BEGIN Exercise materials
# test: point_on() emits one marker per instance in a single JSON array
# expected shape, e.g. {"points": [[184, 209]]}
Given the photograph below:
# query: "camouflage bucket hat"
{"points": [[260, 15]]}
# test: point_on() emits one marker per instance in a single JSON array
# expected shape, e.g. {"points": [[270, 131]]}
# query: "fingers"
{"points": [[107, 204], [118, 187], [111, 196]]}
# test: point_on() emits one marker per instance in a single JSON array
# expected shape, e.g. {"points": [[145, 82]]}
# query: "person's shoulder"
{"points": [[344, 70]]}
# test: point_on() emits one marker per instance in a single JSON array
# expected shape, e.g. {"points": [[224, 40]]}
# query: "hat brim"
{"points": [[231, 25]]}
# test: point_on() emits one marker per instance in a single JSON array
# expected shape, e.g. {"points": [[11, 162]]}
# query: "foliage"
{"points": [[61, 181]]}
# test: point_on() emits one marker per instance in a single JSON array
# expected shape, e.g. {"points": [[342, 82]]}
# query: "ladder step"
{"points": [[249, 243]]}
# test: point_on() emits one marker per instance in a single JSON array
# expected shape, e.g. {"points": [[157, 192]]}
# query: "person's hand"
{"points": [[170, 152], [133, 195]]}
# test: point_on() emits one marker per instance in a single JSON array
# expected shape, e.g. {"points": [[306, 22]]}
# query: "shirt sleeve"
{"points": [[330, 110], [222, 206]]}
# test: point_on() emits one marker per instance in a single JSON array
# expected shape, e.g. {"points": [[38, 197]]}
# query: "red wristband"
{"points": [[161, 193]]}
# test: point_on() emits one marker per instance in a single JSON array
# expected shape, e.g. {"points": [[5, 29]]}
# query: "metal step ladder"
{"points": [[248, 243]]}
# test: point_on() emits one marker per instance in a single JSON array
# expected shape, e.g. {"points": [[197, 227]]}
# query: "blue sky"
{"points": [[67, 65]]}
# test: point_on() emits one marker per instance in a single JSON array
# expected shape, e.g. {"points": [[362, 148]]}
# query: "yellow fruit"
END Exercise materials
▶ **Work instructions**
Write the data out again in full and exactly.

▶ **Finished exercise**
# test: point_on() emits one marker per instance in a single JSON array
# expected shape, e.g. {"points": [[184, 209]]}
Given the photograph below:
# query: "camouflage bucket hat"
{"points": [[260, 15]]}
# test: point_on() emits one marker per instance in a single JSON array
# expected shape, e.g. {"points": [[270, 131]]}
# query: "fingers"
{"points": [[107, 204], [118, 187], [111, 196]]}
# test: point_on() emits one marker per instance in a single JSON array
# expected shape, e.g. {"points": [[145, 82]]}
# query: "person's shoulder"
{"points": [[344, 70]]}
# test: point_on() emits one marker per instance in a single JSON array
# expected shape, e.g. {"points": [[224, 40]]}
# query: "hat brim"
{"points": [[231, 25]]}
# test: point_on() emits one marker per instance in a single JSON array
# expected shape, e.g. {"points": [[11, 162]]}
# query: "foliage"
{"points": [[61, 181]]}
# test: point_on() emits one marker per instance in a single JSON array
# expected shape, e.g. {"points": [[342, 82]]}
# query: "ladder step"
{"points": [[249, 243]]}
# test: point_on() emits one marker per instance in a single JSON array
# expected shape, e.g. {"points": [[157, 192]]}
# query: "person's hand"
{"points": [[170, 152], [133, 195]]}
# test: point_on() emits one marker per instance in a single JSON array
# expected shape, e.g. {"points": [[306, 22]]}
# query: "shirt sleeve"
{"points": [[330, 110], [222, 206]]}
# test: point_on() emits one marker per instance in a single JSON array
# expected shape, e.g. {"points": [[38, 197]]}
# query: "red wristband"
{"points": [[161, 193]]}
# test: point_on() emits one marker per instance in a single JSON array
# expected shape, e.g. {"points": [[5, 29]]}
# query: "metal step ladder"
{"points": [[248, 243]]}
# test: point_on() emits one marker per instance in a single JSON array
# expected shape, e.g. {"points": [[197, 227]]}
# query: "blue sky"
{"points": [[67, 65]]}
# test: point_on() emits one marker per instance in a single JSON array
# expected shape, e.g. {"points": [[362, 148]]}
# query: "yellow fruit"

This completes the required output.